What to work on |
Rewrite the material from the line containing "brass cabinet handle" through its final line, keeping every line and shifting each coordinate in the answer points by adding 117 to it.

Provided data |
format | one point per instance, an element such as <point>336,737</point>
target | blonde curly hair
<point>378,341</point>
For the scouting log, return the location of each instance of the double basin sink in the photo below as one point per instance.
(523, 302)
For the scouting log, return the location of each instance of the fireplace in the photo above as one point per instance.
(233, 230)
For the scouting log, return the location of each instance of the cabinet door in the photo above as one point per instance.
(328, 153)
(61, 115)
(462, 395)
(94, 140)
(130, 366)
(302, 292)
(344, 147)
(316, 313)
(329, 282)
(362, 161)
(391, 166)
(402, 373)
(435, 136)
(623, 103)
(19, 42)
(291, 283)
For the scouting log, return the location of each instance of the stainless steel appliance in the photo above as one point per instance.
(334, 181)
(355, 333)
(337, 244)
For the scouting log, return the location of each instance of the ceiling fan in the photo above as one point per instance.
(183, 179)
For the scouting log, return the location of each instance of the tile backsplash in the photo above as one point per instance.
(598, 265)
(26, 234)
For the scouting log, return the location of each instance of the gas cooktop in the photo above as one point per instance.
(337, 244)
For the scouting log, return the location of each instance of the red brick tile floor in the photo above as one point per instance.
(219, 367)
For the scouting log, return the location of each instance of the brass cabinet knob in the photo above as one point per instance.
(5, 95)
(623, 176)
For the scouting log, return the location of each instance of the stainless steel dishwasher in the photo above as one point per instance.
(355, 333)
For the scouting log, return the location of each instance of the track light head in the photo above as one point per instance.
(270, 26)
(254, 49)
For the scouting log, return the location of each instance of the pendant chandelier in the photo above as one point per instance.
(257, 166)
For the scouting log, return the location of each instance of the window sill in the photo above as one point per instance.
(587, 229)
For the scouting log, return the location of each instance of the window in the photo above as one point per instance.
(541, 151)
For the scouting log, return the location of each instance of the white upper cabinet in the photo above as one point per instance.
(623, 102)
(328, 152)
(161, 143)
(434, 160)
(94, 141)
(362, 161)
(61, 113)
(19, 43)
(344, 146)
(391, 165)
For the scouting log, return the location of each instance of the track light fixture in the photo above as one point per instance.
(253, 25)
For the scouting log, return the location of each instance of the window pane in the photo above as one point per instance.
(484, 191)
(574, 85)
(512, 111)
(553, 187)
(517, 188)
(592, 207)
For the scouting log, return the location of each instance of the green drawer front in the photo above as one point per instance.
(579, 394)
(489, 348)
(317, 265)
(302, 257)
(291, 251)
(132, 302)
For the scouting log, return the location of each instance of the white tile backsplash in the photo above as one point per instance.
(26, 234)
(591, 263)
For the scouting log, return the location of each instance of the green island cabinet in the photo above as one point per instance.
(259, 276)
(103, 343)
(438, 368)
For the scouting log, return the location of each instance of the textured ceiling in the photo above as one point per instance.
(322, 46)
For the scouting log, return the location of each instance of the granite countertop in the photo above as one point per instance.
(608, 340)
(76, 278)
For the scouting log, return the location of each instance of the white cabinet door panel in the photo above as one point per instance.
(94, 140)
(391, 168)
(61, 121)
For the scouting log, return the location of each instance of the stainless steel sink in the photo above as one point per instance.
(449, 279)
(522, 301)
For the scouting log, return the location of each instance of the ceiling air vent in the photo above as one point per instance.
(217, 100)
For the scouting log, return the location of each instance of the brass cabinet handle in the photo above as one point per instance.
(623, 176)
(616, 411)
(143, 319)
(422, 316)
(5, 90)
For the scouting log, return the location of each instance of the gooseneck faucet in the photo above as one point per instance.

Response to this task |
For the scouting log, return the location of each instance of the brass cabinet handle in the photo above as one point per instance.
(740, 293)
(733, 528)
(260, 436)
(539, 433)
(122, 207)
For the scouting log, return the location of each instance of the gooseneck faucet in the photo above as one point per instance.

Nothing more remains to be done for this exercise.